(Set task) Every line from the line containing "Would you be able to point out the glass" through the final line of the data is to be printed exactly; no other line is to appear.

(Extracted records)

+++

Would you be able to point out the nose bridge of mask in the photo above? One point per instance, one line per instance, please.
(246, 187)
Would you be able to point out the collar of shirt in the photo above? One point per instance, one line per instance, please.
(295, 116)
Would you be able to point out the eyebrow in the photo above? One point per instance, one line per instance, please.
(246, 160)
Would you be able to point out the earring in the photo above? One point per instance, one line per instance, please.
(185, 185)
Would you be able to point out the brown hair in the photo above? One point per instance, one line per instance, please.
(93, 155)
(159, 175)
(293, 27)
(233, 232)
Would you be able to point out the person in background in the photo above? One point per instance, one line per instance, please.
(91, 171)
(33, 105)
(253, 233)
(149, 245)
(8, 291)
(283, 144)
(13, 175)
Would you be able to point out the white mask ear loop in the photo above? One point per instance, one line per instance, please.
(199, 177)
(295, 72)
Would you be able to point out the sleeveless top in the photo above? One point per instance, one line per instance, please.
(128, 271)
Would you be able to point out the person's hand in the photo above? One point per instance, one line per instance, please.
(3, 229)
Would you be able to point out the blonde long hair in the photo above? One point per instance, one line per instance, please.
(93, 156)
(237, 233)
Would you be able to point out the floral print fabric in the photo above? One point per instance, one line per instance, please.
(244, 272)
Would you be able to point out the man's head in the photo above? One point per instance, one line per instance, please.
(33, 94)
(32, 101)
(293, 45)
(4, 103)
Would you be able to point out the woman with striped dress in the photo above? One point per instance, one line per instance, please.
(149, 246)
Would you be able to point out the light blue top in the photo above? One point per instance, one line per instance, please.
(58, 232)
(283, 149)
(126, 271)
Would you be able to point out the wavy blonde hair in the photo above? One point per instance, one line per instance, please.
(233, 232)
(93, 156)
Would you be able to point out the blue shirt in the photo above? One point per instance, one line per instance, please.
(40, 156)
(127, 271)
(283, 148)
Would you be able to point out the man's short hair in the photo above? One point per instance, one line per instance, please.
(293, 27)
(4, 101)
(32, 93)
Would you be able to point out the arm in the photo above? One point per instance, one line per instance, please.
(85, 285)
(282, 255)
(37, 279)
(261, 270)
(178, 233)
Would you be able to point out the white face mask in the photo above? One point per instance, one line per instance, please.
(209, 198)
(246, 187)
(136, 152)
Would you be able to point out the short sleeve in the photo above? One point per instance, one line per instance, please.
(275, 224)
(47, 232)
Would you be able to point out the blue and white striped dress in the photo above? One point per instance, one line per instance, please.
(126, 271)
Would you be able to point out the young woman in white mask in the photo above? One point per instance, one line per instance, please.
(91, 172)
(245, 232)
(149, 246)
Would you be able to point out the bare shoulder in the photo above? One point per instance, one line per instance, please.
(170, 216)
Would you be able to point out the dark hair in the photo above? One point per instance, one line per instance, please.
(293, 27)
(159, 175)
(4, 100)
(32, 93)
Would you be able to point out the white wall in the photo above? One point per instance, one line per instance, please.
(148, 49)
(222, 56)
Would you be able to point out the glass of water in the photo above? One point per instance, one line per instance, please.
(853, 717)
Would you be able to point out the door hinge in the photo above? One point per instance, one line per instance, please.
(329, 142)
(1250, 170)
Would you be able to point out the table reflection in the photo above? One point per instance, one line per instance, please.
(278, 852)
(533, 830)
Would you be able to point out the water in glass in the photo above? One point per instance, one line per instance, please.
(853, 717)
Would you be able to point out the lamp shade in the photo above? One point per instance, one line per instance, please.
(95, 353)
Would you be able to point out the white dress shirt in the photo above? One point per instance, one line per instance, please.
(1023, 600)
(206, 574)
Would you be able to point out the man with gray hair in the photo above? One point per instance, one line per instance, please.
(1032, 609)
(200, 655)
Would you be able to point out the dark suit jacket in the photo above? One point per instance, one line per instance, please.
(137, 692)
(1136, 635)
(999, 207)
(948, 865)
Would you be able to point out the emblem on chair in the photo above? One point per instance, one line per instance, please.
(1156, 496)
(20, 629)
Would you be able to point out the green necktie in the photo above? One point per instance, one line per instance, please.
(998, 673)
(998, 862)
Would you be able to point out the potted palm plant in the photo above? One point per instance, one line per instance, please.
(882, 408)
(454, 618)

+++

(Full answer)
Would you be able to point out the glass of water in the photo above? One point per instance, one line per instance, please.
(853, 717)
Would you be able to point out the door hinge in the photo above? One point per instance, one line per instance, please.
(329, 142)
(1250, 170)
Would you be able to point out the table reflection in the photo above? One point per instance, one line per instance, please.
(278, 852)
(533, 830)
Would you be able to point out the water in glass in the photo above? One point per instance, one line per instance, please.
(853, 717)
Would you be able to point out the lamp shade in the photo above? One point per instance, one line per instance, please.
(95, 353)
Would you be able to point out the white dress shirt in the photo above? One point per instance, one line per instance, please.
(1023, 600)
(206, 574)
Would you be able to point out the man with gray hair in the photo above? One point per instance, one line per instance, please.
(1032, 609)
(200, 655)
Would you be able to point out the dark suit jacket in the photo above? One point per instance, one line per instance, please.
(137, 692)
(1136, 635)
(999, 207)
(948, 865)
Would you be able to point out the emblem on chair in the photo above? One point per instance, one line per instance, please.
(1156, 496)
(20, 629)
Would you be able to point out the green necktie in the photo above? One point per instance, one line per instance, please.
(998, 673)
(998, 862)
Would you be able to point out the potted palm plant in the photo above? One point per instance, one line per instance, please.
(882, 408)
(454, 618)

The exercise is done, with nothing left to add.